INSTRUCTION — Reproduce every entry exactly as shown.

SUPPLIED RECORDS —
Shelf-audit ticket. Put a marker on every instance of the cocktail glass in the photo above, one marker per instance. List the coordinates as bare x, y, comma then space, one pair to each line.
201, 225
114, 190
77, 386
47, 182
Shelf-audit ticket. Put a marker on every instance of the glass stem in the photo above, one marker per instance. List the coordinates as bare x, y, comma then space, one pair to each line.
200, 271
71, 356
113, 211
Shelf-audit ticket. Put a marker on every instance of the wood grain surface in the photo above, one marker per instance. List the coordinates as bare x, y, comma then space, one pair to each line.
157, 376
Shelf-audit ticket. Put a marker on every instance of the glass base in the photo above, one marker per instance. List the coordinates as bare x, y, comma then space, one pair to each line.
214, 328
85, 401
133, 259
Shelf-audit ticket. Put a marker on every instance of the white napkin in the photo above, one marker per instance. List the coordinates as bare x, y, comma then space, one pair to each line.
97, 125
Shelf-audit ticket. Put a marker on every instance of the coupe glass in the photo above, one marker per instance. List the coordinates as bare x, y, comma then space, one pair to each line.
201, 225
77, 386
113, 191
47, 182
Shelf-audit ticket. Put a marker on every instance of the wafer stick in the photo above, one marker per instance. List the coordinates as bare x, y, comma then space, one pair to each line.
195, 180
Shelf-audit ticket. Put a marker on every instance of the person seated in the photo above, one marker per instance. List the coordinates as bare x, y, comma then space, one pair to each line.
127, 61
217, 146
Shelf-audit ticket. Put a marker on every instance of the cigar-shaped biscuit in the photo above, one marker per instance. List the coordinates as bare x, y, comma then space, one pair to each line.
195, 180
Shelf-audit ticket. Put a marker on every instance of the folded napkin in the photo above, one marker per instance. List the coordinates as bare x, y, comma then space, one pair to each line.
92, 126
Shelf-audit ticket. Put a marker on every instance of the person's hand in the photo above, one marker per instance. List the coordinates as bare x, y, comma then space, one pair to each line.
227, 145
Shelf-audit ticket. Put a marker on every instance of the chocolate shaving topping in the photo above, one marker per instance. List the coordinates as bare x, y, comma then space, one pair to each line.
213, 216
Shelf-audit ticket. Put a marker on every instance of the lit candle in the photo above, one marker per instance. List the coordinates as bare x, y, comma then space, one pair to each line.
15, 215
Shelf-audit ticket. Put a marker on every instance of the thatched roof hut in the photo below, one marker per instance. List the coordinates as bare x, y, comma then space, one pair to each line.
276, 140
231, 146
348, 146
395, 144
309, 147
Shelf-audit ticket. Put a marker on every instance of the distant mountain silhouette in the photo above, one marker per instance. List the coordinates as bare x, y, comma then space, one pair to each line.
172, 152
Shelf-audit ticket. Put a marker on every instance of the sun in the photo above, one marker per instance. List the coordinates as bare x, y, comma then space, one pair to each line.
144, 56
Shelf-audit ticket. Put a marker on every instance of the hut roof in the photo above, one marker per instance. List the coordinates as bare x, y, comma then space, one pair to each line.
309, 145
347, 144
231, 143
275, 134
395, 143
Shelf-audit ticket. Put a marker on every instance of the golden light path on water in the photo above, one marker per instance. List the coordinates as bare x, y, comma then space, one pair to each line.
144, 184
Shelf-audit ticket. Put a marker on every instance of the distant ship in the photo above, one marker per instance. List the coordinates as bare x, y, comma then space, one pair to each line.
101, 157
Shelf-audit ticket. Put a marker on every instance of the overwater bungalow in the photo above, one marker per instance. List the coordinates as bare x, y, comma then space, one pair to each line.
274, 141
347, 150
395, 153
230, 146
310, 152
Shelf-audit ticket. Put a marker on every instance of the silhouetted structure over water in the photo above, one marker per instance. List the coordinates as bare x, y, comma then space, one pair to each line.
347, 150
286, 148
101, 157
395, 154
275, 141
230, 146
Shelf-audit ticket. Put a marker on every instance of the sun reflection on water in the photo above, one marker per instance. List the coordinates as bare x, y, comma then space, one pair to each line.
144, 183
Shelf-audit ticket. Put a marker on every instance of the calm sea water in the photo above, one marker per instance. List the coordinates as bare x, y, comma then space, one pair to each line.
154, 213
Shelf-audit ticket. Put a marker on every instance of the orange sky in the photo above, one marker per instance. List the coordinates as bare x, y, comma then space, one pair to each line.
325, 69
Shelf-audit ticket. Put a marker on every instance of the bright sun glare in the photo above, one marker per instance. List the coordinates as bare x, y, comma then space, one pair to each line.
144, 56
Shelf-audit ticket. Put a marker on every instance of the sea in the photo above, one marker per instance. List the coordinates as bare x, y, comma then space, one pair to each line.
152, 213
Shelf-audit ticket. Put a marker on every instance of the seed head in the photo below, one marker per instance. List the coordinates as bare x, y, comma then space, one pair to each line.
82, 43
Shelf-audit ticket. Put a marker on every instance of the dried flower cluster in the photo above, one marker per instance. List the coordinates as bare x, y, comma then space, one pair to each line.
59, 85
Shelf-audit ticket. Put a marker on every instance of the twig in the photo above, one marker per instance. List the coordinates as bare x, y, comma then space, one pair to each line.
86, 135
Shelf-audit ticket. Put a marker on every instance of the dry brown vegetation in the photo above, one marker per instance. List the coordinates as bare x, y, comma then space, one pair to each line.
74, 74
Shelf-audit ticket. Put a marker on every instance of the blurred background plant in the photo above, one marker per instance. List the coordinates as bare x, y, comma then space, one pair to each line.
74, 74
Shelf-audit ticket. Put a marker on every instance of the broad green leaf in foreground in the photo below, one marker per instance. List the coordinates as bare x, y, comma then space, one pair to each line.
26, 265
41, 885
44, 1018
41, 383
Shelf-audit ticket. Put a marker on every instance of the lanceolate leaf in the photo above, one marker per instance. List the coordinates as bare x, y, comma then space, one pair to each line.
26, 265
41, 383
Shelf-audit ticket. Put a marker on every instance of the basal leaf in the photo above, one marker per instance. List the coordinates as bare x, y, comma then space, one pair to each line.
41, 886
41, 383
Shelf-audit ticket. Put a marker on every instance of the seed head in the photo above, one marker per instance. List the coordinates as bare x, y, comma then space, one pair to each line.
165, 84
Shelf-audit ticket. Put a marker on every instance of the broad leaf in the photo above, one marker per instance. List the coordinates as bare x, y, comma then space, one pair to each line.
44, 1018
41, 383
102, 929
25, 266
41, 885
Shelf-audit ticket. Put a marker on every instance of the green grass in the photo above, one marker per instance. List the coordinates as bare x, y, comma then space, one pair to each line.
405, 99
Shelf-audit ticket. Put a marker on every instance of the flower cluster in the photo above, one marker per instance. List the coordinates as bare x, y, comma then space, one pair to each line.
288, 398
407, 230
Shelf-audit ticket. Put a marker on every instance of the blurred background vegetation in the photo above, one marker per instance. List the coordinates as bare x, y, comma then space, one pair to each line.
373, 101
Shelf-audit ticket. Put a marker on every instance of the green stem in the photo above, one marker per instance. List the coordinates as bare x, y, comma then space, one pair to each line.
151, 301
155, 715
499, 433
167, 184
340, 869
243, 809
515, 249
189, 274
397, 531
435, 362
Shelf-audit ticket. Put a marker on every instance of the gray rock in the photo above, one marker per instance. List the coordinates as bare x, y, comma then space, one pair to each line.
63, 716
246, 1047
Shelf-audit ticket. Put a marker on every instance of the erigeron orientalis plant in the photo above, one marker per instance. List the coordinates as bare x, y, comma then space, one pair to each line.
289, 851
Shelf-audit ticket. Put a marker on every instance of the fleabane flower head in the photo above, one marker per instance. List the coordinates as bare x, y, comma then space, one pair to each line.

WORKED SOLUTION —
Shelf-audit ticket. Put a marker on every instance of the cocktail glass in the photo above, one marker per instance. List the coordinates as bare x, y, comma then space, one pair to each line.
201, 225
114, 190
77, 386
47, 182
Shelf-audit ticket. Put a marker on every instance of the glass stem in the photo above, one marker per instance. List the coordinates as bare x, y, comma then space, one pair to each line.
200, 271
71, 356
113, 211
Shelf-audit ticket. Put a marker on every instance of the wood grain surface in the photo above, one marker per instance. List the coordinates as bare x, y, comma then space, one pair to each line.
157, 376
Shelf-audit ticket. Put a marker on every instance of the glass base in the photo above, one marker per instance. List the coordinates as bare x, y, comma then space, one pair to each line.
214, 328
85, 401
133, 259
Shelf-audit ticket. Put a marker on every instance of the white napkin in the photo above, one marker per instance. List the coordinates as bare x, y, comma then space, one pair to each line.
97, 125
Shelf-audit ticket. Put a marker on every instance of the coupe glass in the photo above, one marker per instance. List the coordinates as bare x, y, comma then space, one pair to each line.
201, 225
77, 386
113, 191
47, 182
Shelf-audit ticket. Put a marker on every instance of the wafer stick in the photo above, one marker per instance. List the coordinates as bare x, y, comma then space, one pair to each line.
195, 180
Shelf-audit ticket. Put a marker on every instance of the person seated in the photo above, one marker per instance. List the coordinates as bare x, y, comma then space, one pair to each line.
127, 61
217, 146
Shelf-audit ticket. Put a marker on every instance of the cigar-shaped biscuit in the photo above, one marker per instance. List the coordinates as bare x, y, comma then space, one pair to each line.
195, 180
Shelf-audit ticket. Put a marker on every instance of the folded napkin in the photo above, one marker per instance. List the coordinates as bare x, y, comma then space, one pair to each line.
92, 126
Shelf-audit ticket. Put a marker on every instance of the person's hand in the photo above, one marker per instance. List the coordinates as bare x, y, comma then space, one pair to each line.
227, 145
Shelf-audit ticket. Put a marker on every instance of the chocolate shaving topping in the photo above, one marker per instance. List the coordinates as bare x, y, comma then space, one pair to each line.
213, 216
Shelf-audit ticket. Put a marker on every instance of the lit candle in the photo above, one marker per instance. List the coordinates as bare x, y, comma then space, one pair to each line.
15, 215
Shelf-audit ticket. Put a marker on every instance of the thatched roof hut in the photo below, one marker per instance. List the coordinates as bare x, y, comma then space, one pair to each line.
276, 140
231, 146
348, 146
395, 144
309, 147
Shelf-audit ticket. Put a marker on every instance of the distant mountain silhouette in the photo above, one marker per instance. List the coordinates as bare x, y, comma then space, one pair to each line.
172, 152
Shelf-audit ticket. Put a marker on every instance of the sun in the photo above, one marker per instance. List the coordinates as bare x, y, comma then space, one pair to each line.
144, 56
Shelf-audit ticket. Put a marker on every instance of the hut roof in the photo above, one marker per instance. List the coordinates as bare x, y, comma then space, one pair to each line.
309, 145
347, 144
231, 143
275, 134
395, 143
Shelf-audit ticket. Put a marker on every instance of the golden light path on water in the photo above, one marker per instance. List the coordinates as bare x, y, comma then space, one pair to each line.
144, 184
Shelf-audit ticket. Put a marker on every instance of the distant ship in the photo above, one marker per instance. List the coordinates as bare x, y, comma then space, one pair to each line.
101, 157
Shelf-audit ticket. Put a marker on every instance of the overwater bungalow in the photo above, one marker per instance. List the coordinates as bare x, y, comma then space, one pair to each line.
274, 141
347, 150
395, 153
230, 146
310, 152
Shelf-audit ticket. Put a marker on every instance of the silhouetted structure over water in the photo above, one marker per instance. List the coordinates as bare x, y, comma then space, one pair to each line.
347, 150
286, 148
101, 157
395, 154
275, 141
230, 146
Shelf-audit ticket. Put a marker on every instance of the sun reflection on water in the photo above, one marker per instance. List the coordinates as bare x, y, comma then space, one pair to each line.
144, 183
Shelf-audit ticket. Put a marker on every instance of the calm sea water in the photo above, one marker per instance. List the coordinates as bare x, y, comma then space, one pair to each line.
154, 213
Shelf-audit ticket. Put a marker on every instance of the orange sky in the photo above, one marker per instance. List the coordinates as bare x, y, comma then space, one pair to each line.
325, 69
Shelf-audit ticket. Put a marker on every instance of the bright sun glare in the photo above, one marker per instance. List the coordinates as bare x, y, comma then space, one pair to each line.
144, 56
Shelf-audit ticket. Put a marker on every instance of the sea in the photo above, one marker per instance. List the coordinates as bare x, y, comma then space, one pair to each line.
152, 213
Shelf-audit ticket. Put a marker on every instance of the seed head in the photo below, one marker per instance. List the coordinates as bare x, y, comma then space, one pair to each line.
82, 43
Shelf-audit ticket. Put a marker on every instance of the dried flower cluster in the photo above, one marker per instance. List the coordinates as bare x, y, comma then space, one pair to each line.
59, 85
Shelf-audit ticket. Put a marker on every instance of the twig in the photo above, one marker per instance. List the coordinates as bare x, y, comma then space, one pair to each line.
86, 135
Shelf-audit ticket. Put a marker on every instance of the dry brown vegetation in the photo above, one marker per instance. List the coordinates as bare x, y, comma then space, one pair to each line.
74, 74
Shelf-audit ticket. Put a marker on every instance of the blurred background plant in the photo above, one marker per instance. List the coordinates as bare x, y, comma then space, one pair to each line.
74, 74
Shelf-audit ticket. Put a marker on every instance of the broad green leaf in foreground in the photo below, one marker per instance. List the coordinates as bare x, y, comma then space, one pair to each line.
26, 265
41, 885
44, 1018
41, 383
Shelf-audit ticket. Put a marker on every instance of the lanceolate leaf in the photo above, one marker per instance. List the coordinates as bare x, y, comma then space, one pair to each line.
26, 265
41, 383
Shelf-audit ticket. Put a marker on every instance of the basal leaf in the photo above, one marker per instance. List the coordinates as bare x, y, comma then space, one pair to each line.
41, 886
41, 383
Shelf-audit ticket. Put a marker on every instance of the seed head in the photo above, one marker per instance. List the coordinates as bare x, y, comma then space, one pair to each line.
165, 84
Shelf-audit ticket. Put a marker on every instance of the broad leaf in the photo above, one marker per instance. List the coordinates as bare x, y, comma then space, one pair to each line.
44, 1018
41, 383
102, 929
25, 266
41, 885
Shelf-audit ticket. Put a marker on every instance of the green grass in the photo above, one marker per instance. List the coordinates as bare x, y, comma then space, one pair to each line.
405, 99
Shelf-audit ticket. Put a marker on every instance of the flower cluster in the photo above, one marker per instance. List the coordinates as bare x, y, comma then space, one pair to each line.
288, 398
407, 230
Shelf-audit ticket. Put a marker on every instance of the blurred background vegetation in the photo above, one marker per instance. List the coordinates as bare x, y, comma then space, one pair to each line.
373, 101
Shelf-audit ticket. Put a marker on every instance of the green stem in the photo above, one marker per instance. List the coordinates as bare x, y, comma then space, one pair to each line.
151, 301
155, 715
499, 433
167, 184
340, 869
243, 809
515, 249
189, 274
397, 531
435, 362
Shelf-audit ticket. Put a marker on every instance of the gray rock in the photo above, one marker per instance. List the coordinates as bare x, y, comma then space, one pair to each line.
63, 716
246, 1047
Shelf-audit ticket. Put a marker on every instance of the erigeron orientalis plant in the photo above, one marker per instance. List the coordinates as bare x, y, comma then space, one pair to each line.
289, 851
Shelf-audit ticket. Put a marker on every instance of the fleabane flower head in the photo above, one marker per instance. List the coordinates as bare x, y, comma then space, one pair to each line.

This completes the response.